OBJECTIVE —
Write out only the tail of the records, beginning at the line containing "put a marker on the child in navy" and including the last line, exactly as written.

LISTED RECORDS —
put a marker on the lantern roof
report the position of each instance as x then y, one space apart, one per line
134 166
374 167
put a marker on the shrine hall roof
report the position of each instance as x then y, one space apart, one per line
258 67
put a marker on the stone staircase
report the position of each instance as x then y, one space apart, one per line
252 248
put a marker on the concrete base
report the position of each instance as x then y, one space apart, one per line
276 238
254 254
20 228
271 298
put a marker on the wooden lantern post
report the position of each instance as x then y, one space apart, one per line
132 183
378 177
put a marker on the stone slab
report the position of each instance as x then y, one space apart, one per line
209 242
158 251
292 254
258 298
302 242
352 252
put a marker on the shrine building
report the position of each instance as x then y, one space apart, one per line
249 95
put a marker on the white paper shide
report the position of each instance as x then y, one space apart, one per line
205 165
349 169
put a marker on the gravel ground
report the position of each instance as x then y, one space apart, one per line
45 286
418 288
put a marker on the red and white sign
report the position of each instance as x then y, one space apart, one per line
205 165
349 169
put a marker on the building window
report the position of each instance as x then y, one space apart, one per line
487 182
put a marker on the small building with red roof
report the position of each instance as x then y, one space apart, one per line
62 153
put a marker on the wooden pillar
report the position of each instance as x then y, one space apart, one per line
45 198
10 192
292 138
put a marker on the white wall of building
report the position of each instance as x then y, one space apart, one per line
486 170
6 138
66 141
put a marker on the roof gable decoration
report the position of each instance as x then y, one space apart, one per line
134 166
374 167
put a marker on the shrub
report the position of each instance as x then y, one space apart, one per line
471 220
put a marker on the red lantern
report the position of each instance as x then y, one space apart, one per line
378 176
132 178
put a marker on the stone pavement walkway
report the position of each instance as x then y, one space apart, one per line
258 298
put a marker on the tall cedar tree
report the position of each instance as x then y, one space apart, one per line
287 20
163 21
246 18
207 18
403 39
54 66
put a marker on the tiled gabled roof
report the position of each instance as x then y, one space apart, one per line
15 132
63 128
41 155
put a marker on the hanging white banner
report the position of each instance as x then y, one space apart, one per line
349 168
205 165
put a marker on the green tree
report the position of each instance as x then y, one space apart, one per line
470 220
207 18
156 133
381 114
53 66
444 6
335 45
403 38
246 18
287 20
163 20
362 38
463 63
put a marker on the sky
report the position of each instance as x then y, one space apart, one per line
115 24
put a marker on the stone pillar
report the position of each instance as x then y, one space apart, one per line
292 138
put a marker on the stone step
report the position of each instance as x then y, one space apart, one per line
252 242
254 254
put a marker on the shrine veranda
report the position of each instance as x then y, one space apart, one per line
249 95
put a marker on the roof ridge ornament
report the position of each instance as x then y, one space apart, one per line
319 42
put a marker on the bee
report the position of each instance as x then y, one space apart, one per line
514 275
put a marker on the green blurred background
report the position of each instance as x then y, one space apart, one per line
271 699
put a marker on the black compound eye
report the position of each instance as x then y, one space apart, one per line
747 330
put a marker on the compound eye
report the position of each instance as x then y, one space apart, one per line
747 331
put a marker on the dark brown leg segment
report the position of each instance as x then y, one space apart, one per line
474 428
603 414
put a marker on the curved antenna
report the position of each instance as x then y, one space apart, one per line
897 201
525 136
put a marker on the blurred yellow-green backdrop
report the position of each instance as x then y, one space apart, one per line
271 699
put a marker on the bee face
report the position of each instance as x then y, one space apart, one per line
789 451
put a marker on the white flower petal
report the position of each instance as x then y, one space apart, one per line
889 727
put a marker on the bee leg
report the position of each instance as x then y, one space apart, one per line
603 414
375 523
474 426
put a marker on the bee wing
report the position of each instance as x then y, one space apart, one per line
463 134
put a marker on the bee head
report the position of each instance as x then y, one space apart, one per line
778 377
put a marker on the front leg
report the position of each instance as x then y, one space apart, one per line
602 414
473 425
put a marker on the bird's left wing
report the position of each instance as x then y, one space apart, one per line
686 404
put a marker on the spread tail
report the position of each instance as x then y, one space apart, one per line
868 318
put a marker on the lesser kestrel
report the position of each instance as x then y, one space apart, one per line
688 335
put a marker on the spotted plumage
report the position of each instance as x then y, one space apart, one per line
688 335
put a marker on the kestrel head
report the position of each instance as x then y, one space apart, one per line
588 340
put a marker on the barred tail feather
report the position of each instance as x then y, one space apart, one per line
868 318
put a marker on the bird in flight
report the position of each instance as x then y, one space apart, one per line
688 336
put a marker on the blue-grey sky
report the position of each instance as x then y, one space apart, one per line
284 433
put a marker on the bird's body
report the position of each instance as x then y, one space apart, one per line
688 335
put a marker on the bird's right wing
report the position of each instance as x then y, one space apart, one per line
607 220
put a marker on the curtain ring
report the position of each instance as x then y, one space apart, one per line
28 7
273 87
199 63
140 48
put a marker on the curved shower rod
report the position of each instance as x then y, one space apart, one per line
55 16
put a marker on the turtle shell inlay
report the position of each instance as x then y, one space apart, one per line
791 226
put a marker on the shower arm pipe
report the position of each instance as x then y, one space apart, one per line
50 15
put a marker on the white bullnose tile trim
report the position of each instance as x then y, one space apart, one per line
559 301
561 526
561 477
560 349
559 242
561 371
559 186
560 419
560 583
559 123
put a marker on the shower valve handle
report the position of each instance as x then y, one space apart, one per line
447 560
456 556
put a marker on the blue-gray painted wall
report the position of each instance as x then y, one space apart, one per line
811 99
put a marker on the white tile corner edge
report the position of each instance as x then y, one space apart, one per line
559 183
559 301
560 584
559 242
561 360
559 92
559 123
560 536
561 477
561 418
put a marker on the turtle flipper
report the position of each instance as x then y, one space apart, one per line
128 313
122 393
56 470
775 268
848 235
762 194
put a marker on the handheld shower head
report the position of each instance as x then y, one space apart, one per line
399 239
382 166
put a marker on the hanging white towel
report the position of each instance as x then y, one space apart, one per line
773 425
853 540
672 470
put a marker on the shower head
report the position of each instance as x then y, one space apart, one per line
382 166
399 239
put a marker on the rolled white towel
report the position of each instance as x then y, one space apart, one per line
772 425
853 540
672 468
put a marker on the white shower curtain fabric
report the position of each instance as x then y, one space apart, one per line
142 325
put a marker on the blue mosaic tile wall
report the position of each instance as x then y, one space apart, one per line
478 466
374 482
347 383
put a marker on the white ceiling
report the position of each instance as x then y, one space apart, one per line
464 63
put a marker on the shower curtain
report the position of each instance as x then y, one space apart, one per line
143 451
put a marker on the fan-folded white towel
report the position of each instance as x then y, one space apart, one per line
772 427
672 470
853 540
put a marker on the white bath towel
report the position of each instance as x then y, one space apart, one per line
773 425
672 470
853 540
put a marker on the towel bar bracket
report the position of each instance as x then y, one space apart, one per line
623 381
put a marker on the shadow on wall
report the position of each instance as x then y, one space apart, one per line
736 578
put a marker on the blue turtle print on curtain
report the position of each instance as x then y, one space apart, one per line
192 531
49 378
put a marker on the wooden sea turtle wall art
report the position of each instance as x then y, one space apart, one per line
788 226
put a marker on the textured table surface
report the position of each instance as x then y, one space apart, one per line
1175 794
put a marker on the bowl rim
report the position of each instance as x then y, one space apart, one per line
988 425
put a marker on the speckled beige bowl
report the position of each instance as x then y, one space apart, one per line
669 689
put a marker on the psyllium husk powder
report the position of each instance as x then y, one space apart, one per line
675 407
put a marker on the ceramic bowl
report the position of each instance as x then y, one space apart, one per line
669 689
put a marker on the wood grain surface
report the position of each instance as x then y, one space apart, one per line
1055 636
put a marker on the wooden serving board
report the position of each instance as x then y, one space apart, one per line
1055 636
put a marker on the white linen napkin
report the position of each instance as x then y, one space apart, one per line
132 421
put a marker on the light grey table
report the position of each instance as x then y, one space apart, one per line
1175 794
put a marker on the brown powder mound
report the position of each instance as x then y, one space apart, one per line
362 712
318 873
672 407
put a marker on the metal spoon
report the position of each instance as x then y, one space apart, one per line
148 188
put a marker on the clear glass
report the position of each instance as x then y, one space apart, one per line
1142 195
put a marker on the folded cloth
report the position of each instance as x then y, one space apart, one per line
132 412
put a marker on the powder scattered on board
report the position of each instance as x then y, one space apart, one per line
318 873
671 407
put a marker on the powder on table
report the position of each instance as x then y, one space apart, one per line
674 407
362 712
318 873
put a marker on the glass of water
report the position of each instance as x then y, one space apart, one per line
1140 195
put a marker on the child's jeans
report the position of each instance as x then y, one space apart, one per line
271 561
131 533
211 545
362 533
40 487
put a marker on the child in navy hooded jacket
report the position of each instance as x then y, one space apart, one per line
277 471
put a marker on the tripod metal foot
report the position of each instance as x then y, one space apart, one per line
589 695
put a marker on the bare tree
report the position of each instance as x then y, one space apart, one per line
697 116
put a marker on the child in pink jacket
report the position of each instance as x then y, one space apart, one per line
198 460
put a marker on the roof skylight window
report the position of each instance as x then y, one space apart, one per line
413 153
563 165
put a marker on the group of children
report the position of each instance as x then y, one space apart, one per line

RESULT OF THE TASK —
put a marker on the child in navy hooded jacket
report the position of each instance as x then y, one space apart, one per line
277 471
put a marker on the tripod metal foot
report the position of each instance as x then y, one space apart, one per line
589 695
put a marker on the bare tree
report the position of each instance as x then y, one space apart, one per line
697 116
put a marker on the child in pink jacket
report the position of each instance as x then y, one space apart, one per line
198 460
put a marker on the roof skylight window
report the position of each instance as x then y, one space apart, one per line
413 153
563 165
put a marker on the group of children
report the position of each instance as x then y, one space apart, one per line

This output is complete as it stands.